**Article**
•••••
Thread: Vectored IO in XLogWrite()

Vectored IO in XLogWrite()

From
Melih Mutlu
Date:
Hi hackers,

I was looking into XLogWrite() and saw the below comment. It cannot really circle back in wal buffers without needing to call pg_write() since next pages wouldn't be contiguous in memory. So it needs to write whenever it reaches the end of wal buffers.

  /*
* Dump the set if this will be the last loop iteration, or if we are
* at the last page of the cache area (since the next page won't be
* contiguous in memory), or if we are at the end of the logfile
* segment.
*/

I think that we don't have the "contiguous pages" constraint when writing anymore as we can do vectored IO. It seems unnecessary to write just because XLogWrite() is at the end of wal buffers.
Attached patch uses pg_pwritev() instead of pg_pwrite() and tries to write pages in one call even if they're not contiguous in memory, until it reaches the page at startidx.

After quickly experimenting the patch and comparing the number of write calls, the patch's affect can be more visible when wal_buffers is quite low as it's more likely to circle back to the beginning. When wal_buffers is set to a decent amount, the patch only saves a few write calls. But I wouldn't expect any regression introduced by the patch (I may be wrong here), so I thought it may be worth to consider.

I appreciate any feedback on the proposed change. I'd also be glad to benchmark the patch if you want to see how it performs in some specific cases since I've been struggling with coming up a good test case.
•••••
**Recorded information**

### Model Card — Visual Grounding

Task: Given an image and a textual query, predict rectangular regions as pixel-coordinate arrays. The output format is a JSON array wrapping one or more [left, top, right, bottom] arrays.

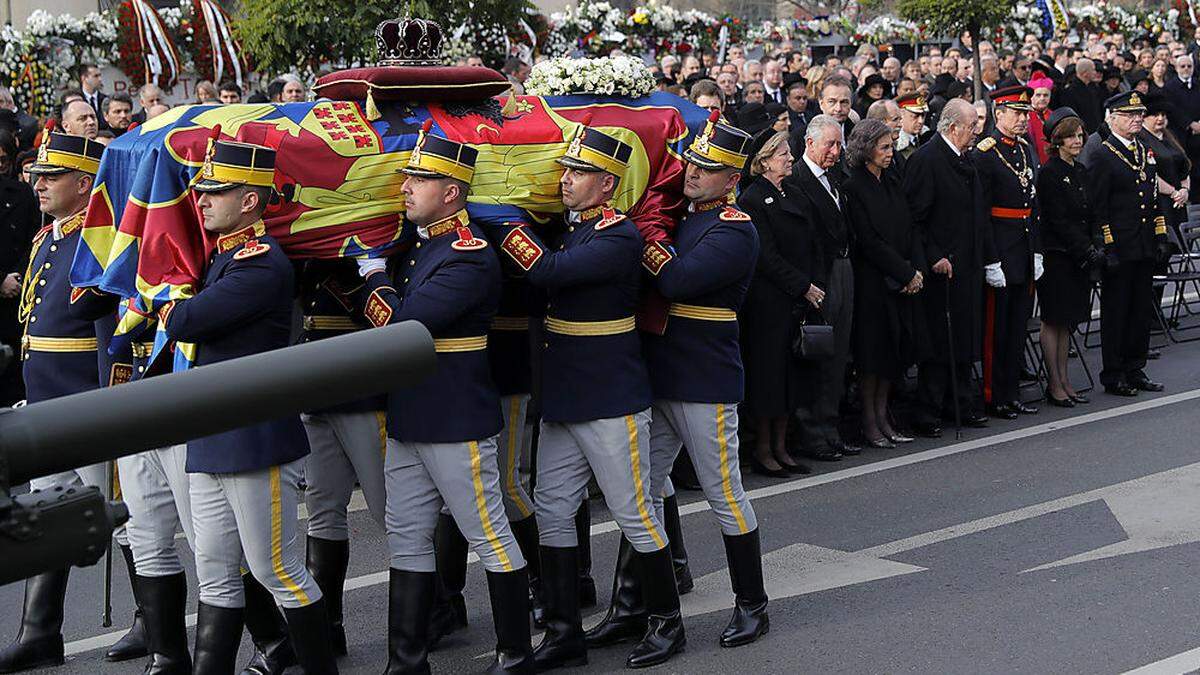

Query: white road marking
[[65, 389, 1200, 656], [1123, 649, 1200, 675]]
•••••
**Set exercise**
Please answer from the thread: what function does the attached patch call in place of pg_pwrite()?

**Full output**
pg_pwritev()